What this task involves: Rewrite the rows from the start through the line containing "115 108 L 113", both ends included, switching "broad" to "wide" and leaving everything else unchanged.

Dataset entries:
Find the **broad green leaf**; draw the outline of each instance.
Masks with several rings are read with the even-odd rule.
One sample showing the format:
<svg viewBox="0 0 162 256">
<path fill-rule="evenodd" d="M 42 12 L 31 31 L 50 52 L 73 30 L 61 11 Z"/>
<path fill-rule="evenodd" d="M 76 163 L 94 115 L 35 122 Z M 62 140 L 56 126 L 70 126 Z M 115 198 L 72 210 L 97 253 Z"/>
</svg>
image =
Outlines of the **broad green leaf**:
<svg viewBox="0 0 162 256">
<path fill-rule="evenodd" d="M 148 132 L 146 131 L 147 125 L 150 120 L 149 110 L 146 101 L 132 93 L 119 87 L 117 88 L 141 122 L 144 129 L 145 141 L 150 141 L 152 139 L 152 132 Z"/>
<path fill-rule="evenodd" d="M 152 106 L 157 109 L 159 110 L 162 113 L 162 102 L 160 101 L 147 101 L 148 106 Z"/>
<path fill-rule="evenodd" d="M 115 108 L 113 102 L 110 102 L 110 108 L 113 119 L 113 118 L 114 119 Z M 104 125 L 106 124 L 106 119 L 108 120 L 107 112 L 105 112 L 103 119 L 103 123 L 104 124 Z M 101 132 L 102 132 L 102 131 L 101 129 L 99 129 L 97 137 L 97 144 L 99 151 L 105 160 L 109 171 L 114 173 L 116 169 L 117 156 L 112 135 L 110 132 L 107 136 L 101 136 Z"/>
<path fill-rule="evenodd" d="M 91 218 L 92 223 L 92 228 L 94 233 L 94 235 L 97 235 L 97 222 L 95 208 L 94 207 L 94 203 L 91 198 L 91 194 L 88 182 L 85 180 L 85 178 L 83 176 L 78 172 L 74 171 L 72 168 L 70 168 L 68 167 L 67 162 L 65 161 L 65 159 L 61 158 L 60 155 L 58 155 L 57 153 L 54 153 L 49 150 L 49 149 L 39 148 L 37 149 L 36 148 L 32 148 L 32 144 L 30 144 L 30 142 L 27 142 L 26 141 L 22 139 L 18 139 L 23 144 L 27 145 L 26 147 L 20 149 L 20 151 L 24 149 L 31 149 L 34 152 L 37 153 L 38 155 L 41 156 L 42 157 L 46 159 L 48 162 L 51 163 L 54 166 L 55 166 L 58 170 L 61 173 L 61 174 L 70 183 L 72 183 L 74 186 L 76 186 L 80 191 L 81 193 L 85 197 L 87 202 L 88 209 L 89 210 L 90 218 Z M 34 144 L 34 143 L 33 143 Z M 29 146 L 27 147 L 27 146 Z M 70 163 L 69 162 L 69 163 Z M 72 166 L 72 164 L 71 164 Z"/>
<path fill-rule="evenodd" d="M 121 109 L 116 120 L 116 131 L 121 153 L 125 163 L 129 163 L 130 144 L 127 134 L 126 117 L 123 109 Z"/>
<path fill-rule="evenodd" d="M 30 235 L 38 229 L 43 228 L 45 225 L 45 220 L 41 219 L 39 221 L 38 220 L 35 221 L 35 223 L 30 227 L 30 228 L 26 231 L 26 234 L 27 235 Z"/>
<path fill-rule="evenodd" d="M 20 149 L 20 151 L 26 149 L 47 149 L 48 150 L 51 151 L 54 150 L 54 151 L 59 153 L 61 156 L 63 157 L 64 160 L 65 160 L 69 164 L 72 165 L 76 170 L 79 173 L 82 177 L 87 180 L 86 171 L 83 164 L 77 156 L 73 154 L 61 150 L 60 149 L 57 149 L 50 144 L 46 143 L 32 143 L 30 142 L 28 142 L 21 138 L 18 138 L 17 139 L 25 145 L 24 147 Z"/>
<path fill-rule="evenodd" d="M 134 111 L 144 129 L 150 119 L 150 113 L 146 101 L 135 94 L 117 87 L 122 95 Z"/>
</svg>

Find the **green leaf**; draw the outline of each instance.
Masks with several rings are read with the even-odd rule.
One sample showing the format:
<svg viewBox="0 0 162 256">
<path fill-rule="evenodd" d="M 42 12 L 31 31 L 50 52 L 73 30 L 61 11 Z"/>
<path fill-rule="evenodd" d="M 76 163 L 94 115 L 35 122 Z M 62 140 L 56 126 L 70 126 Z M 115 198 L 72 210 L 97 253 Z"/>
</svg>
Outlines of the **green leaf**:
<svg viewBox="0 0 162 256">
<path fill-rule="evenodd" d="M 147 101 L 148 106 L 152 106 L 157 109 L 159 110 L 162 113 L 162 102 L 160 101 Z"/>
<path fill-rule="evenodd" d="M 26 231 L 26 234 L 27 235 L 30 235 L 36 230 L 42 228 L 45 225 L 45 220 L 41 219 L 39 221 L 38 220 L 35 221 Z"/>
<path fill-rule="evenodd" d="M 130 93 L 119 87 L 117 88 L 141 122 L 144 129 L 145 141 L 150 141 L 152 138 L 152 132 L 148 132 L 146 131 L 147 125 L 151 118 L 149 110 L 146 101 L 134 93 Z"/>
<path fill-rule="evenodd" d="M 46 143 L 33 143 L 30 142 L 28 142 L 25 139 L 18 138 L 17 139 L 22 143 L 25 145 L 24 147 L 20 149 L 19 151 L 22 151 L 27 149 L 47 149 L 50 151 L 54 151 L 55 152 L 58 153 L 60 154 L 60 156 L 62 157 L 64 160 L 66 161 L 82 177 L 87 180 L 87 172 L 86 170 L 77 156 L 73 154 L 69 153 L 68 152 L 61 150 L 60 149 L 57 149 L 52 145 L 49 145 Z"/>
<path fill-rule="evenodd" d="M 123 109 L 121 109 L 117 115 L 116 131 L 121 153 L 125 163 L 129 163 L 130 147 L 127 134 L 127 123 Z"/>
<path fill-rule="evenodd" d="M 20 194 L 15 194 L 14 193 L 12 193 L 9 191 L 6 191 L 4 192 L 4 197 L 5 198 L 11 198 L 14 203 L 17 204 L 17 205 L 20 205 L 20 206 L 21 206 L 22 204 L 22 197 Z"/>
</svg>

Exercise output:
Find the **wide green leaf**; draw the outline of each instance.
Masks with several rings are read with the even-odd rule.
One sample showing the format:
<svg viewBox="0 0 162 256">
<path fill-rule="evenodd" d="M 42 12 L 31 31 L 50 52 L 73 30 L 61 11 Z"/>
<path fill-rule="evenodd" d="M 76 163 L 94 115 L 35 122 Z M 62 140 L 56 126 L 70 126 Z M 115 198 L 72 210 L 97 253 Z"/>
</svg>
image =
Outlines of the **wide green leaf**:
<svg viewBox="0 0 162 256">
<path fill-rule="evenodd" d="M 148 132 L 146 131 L 147 125 L 150 120 L 149 110 L 146 101 L 132 93 L 119 87 L 117 88 L 141 122 L 144 129 L 145 141 L 150 141 L 152 139 L 152 132 Z"/>
<path fill-rule="evenodd" d="M 152 106 L 157 109 L 159 110 L 162 113 L 162 102 L 160 101 L 147 101 L 148 106 Z"/>
<path fill-rule="evenodd" d="M 115 108 L 113 102 L 110 102 L 110 108 L 113 119 L 113 118 L 114 119 Z M 104 125 L 106 124 L 106 119 L 108 120 L 107 112 L 105 112 L 103 119 L 103 123 L 104 124 Z M 101 132 L 102 132 L 102 131 L 101 129 L 99 129 L 97 137 L 97 144 L 99 151 L 105 160 L 109 171 L 114 173 L 116 169 L 117 156 L 112 135 L 110 132 L 107 136 L 101 136 Z"/>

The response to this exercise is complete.